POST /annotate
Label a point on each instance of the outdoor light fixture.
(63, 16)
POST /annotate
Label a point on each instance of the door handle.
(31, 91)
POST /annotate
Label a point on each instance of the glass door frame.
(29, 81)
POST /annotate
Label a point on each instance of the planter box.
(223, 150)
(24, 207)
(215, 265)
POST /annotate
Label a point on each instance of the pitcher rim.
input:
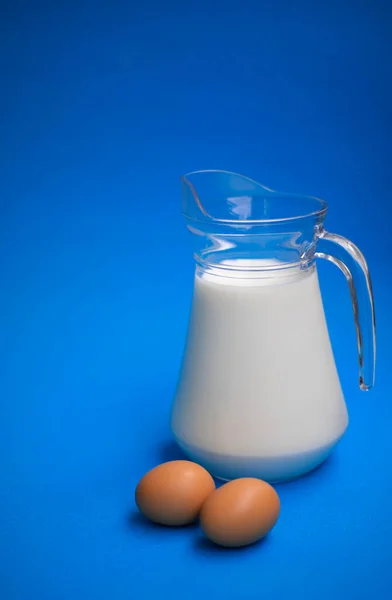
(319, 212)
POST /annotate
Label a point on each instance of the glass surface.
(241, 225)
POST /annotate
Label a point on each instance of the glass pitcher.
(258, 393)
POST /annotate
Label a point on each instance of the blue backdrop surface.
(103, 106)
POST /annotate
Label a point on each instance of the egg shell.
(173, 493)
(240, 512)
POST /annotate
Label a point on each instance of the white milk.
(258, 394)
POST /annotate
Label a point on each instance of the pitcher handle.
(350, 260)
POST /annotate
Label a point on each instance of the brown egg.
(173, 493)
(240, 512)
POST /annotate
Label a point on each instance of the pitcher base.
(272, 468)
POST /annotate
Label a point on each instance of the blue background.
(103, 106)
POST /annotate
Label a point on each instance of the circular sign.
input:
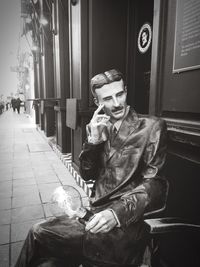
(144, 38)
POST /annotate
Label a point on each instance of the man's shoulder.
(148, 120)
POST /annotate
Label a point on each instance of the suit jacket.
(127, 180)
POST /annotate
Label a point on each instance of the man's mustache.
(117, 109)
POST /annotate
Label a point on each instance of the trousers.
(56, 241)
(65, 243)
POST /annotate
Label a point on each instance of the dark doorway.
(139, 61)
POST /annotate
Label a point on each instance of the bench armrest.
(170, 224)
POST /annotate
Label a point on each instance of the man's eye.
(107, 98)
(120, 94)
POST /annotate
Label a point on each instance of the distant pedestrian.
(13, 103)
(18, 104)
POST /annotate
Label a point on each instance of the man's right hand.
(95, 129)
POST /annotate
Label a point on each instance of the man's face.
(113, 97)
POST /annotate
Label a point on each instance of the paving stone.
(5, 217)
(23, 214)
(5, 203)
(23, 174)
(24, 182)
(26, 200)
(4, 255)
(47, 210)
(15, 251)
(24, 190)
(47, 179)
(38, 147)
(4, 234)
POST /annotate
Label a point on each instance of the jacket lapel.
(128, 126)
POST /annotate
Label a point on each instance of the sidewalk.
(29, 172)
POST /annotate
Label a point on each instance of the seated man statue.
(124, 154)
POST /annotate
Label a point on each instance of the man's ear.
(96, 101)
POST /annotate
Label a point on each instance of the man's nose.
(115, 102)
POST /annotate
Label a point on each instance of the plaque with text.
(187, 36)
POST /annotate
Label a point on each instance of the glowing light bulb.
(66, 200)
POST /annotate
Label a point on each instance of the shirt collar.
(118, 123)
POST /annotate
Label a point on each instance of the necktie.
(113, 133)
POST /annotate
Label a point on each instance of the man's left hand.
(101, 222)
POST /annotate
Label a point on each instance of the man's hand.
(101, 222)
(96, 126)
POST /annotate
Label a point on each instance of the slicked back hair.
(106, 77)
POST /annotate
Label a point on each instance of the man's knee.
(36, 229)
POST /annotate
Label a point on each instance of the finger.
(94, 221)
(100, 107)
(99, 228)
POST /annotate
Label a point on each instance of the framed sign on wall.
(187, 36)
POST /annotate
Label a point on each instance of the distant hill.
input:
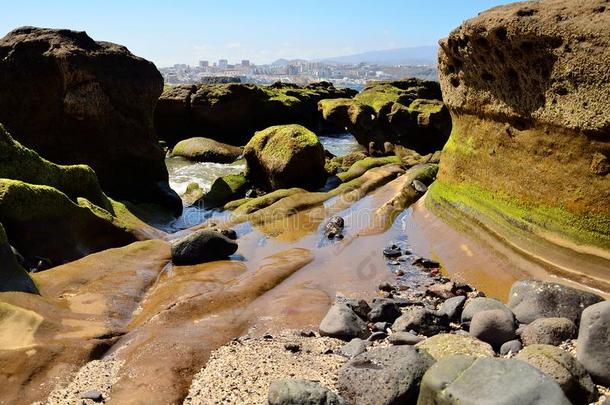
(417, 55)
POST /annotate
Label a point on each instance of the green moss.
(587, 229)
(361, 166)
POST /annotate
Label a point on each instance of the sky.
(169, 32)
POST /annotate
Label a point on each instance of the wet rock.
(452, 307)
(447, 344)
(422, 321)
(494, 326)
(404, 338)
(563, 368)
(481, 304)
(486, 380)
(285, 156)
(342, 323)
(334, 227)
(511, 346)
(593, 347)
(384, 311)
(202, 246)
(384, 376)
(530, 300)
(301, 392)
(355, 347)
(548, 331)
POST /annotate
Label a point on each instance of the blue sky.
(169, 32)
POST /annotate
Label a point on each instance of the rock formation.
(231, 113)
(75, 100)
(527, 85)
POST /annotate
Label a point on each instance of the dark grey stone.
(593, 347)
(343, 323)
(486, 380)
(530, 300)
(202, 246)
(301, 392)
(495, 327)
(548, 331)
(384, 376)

·····

*TASK PROMPT*. Find the line that contains "Label a point on each instance of the framed". Reproduce it and every later line of the records exactly, minus the pictures.

*YOUR RESPONSE*.
Label a point on each instance of the framed sign on wall.
(187, 36)
POST /annotate
Label a point on each instance of the distant hill.
input:
(417, 55)
POST /annotate
Label a point on each instance of the green moss.
(587, 229)
(361, 166)
POST /annotate
Label a point on each instance of the sky.
(169, 32)
POST /annotate
Label a point on each instance of the wet rock.
(452, 307)
(447, 344)
(422, 321)
(494, 326)
(404, 338)
(563, 368)
(481, 304)
(486, 380)
(285, 156)
(342, 323)
(334, 227)
(511, 346)
(593, 347)
(384, 311)
(202, 246)
(384, 376)
(530, 300)
(301, 392)
(355, 347)
(548, 331)
POST /annotate
Label a point on each instance of the blue sky.
(169, 32)
POST /annotate
Label a point on each instance of the rock formation.
(231, 113)
(75, 100)
(527, 85)
POST /annotate
Label a point on each instance of the dark grey stone.
(593, 347)
(343, 323)
(486, 380)
(530, 300)
(202, 246)
(301, 392)
(495, 327)
(548, 331)
(384, 376)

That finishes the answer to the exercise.